- _Written problem_: Copy out every line exactly as given.

- _Materials provided_:
========

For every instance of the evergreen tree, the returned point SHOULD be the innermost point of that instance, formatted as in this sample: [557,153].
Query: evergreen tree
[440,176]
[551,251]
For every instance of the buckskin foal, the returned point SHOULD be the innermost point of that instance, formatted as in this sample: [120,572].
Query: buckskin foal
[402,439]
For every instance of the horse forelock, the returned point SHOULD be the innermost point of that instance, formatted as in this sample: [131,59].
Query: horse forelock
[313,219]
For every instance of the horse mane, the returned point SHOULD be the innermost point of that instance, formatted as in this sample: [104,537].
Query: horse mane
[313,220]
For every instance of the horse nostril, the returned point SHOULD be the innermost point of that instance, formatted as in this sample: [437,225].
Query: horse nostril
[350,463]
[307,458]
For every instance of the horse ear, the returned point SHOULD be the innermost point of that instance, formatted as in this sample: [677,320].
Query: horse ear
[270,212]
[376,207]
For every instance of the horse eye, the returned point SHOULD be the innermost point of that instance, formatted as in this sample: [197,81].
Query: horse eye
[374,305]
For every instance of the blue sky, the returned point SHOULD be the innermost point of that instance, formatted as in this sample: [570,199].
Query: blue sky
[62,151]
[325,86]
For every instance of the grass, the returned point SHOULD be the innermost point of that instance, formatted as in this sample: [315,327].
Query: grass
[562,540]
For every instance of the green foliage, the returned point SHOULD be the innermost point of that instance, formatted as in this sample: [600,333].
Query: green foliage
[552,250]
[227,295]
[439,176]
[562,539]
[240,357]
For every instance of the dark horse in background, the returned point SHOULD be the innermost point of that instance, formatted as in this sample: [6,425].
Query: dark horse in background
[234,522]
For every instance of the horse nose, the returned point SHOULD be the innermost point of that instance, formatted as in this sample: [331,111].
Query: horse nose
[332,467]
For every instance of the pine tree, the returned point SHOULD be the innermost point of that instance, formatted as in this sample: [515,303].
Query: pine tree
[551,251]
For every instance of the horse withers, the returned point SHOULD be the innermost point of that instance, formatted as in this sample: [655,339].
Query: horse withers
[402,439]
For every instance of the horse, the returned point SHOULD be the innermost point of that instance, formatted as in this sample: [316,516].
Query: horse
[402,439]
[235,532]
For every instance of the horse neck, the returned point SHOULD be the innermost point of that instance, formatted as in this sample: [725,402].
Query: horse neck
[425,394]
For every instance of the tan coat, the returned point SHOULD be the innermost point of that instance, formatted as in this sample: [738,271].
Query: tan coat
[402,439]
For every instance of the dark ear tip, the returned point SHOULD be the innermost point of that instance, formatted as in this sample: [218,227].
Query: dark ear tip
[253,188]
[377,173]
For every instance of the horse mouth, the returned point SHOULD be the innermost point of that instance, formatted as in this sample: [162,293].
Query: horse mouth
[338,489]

========

- _Reply_:
For every instance of the evergreen tree, the returned point SHOULD be the innermost point of that instance, formatted as in this sample: [557,153].
Query: evergreen tree
[440,176]
[551,251]
For every instance of the buckskin foal, the returned point SHOULD be the innermost point of that instance, formatted as in this sample: [120,572].
Query: buckskin foal
[402,439]
For every instance of the horse forelock, the returned point SHOULD be the innermost point of that instance, formatted as in this sample: [131,59].
Query: horse forelock
[313,219]
For every instance of the horse mane, the returned point SHOULD be the innermost point of that instance, formatted as in this sample: [104,537].
Query: horse mane
[313,220]
For every instance of the horse nostril, the returned point SHOULD be the innermost point of that instance, formatted as in this sample: [437,225].
Query: horse nostril
[350,463]
[307,458]
For every instance of the horse ear, the returned point SHOULD be the innermost point of that instance, formatted as in this sample: [677,320].
Query: horse ear
[270,212]
[376,207]
For every instance of the horse eye, the returned point SHOULD be the innermost point of that instance, formatted as in this sample: [197,81].
Query: horse eye
[374,305]
For every instance of the blue sky, the returned point SHOULD be the innermost point of that instance, formatted as in this sample: [570,199].
Query: blue sky
[62,151]
[325,86]
For every instance of the grass, the returned point SHOULD be the innermost point of that instance, formatted as in this sample: [315,327].
Query: grass
[562,540]
For every instance of the green foliage, the returned point SHOULD be the innermost point of that instance, formatted as in this sample: [600,333].
Query: green foliage
[552,250]
[227,295]
[439,176]
[562,539]
[240,357]
For every instance of the dark horse in background, the returned point SHOULD be the innermost point of that instance, formatted as in this sample: [6,425].
Query: dark horse in background
[234,522]
For every instance of the horse nose, the returned point SHOULD be the innermost point of that instance, formatted as in this sample: [331,111].
Query: horse nose
[332,467]
For every instance of the pine tree, the returned point SHOULD be the innermost point of that instance, formatted as in this sample: [515,303].
Query: pine tree
[551,251]
For every instance of the horse withers, the returned point SHOULD be the innermost point of that instance, formatted as in this sample: [655,339].
Query: horse withers
[402,439]
For every instance of the horse, the returned point SHOULD be the innermost point of that instance, formatted as in this sample: [316,516].
Query: horse
[402,439]
[235,532]
For every instance of the horse neck, the returned point SHOULD be the innermost point of that instance, formatted as in this sample: [725,402].
Query: horse neck
[425,394]
For every instance of the tan coat, the returned point SHOULD be the innermost point of that instance, formatted as in this sample: [738,271].
Query: tan coat
[402,439]
For every instance of the dark ear tip, the returned point SHOULD be the innermost point of that instance, formatted as in this sample: [218,227].
Query: dark ear tip
[253,188]
[377,173]
For every instance of the horse mouth, the returned point SHOULD be the innermost point of that instance, formatted as in this sample: [162,293].
Query: horse mouth
[338,489]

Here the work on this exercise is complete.